> _Work required_
Find the line that contains "A point falls on each instance of the round". Repeat that line and all lines following it, exactly, through the end of the listing below.

> _Data shown_
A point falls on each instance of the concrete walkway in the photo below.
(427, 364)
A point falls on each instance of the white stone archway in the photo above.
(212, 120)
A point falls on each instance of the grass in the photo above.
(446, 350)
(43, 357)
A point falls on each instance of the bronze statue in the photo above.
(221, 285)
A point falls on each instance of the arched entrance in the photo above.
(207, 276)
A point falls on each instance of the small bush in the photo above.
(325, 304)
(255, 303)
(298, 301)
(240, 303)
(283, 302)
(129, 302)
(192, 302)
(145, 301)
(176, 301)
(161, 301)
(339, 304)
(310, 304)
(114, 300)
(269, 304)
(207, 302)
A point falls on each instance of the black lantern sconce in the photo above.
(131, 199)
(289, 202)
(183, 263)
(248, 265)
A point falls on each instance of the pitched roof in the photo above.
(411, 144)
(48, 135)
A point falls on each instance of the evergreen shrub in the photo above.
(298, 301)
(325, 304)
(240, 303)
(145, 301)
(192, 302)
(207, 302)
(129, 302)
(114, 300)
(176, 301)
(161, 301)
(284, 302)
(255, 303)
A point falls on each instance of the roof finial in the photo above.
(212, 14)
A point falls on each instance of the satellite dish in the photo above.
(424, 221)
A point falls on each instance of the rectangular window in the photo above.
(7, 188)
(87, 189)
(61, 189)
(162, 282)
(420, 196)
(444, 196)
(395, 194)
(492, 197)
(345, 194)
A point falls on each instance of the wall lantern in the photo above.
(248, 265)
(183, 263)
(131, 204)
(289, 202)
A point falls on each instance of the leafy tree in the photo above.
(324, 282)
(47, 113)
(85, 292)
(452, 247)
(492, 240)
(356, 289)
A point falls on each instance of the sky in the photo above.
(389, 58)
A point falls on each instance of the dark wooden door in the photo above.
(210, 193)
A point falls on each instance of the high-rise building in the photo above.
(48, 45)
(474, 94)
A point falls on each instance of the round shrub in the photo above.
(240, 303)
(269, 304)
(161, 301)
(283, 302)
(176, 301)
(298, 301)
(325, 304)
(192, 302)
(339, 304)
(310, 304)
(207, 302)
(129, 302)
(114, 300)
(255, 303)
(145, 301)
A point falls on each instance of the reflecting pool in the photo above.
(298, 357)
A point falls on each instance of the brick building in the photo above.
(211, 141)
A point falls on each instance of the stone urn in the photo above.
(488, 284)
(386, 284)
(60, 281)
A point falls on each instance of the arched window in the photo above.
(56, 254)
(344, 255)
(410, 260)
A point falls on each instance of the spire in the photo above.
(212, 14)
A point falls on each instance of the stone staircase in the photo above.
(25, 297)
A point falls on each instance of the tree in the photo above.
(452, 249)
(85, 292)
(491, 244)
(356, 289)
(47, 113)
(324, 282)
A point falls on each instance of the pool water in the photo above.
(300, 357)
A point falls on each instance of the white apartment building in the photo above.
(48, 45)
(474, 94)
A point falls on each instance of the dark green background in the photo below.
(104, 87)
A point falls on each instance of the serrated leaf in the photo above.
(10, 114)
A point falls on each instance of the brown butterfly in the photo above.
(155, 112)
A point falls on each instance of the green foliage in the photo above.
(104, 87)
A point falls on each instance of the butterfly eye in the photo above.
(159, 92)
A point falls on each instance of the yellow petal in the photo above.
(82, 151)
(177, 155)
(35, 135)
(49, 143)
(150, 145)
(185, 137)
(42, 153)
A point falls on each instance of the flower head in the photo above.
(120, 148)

> _Written response_
A point falls on each instance of the round shrub in the photo above.
(240, 303)
(269, 304)
(161, 301)
(283, 302)
(176, 301)
(298, 301)
(325, 304)
(192, 302)
(339, 304)
(310, 304)
(207, 302)
(129, 302)
(114, 300)
(255, 303)
(145, 301)
A point falls on each instance of the reflecting pool in the photo above.
(298, 357)
A point falls on each instance of the brick building in the photo above.
(211, 141)
A point falls on each instance of the stone urn in the photo above.
(488, 284)
(386, 284)
(60, 281)
A point falls on each instance of the arched window in the photo above.
(56, 254)
(344, 255)
(410, 260)
A point falls on each instance of the spire in the photo above.
(212, 14)
A point falls on each instance of the stone staircase in the photo above.
(25, 297)
A point falls on each instance of the tree in the photo above.
(452, 249)
(85, 292)
(491, 244)
(356, 289)
(47, 113)
(324, 282)
A point falls on each instance of the pool water in the photo above.
(300, 357)
A point falls on each instance of the white apartment building in the photo above.
(48, 45)
(474, 94)
A point falls on each instance of the dark green background in the photo below.
(104, 87)
A point falls on each instance of the serrated leaf in the photo above.
(10, 114)
A point falls on each instance of the brown butterfly in the photo above.
(155, 112)
A point falls on each instance of the green foliage in the photo above.
(104, 87)
A point falls on each instance of the butterfly eye in the photo above.
(159, 92)
A point falls on each instance of the yellow petal in the photo above.
(82, 151)
(177, 155)
(35, 135)
(49, 143)
(150, 145)
(185, 137)
(42, 153)
A point falls on each instance of the flower head in the photo above.
(120, 148)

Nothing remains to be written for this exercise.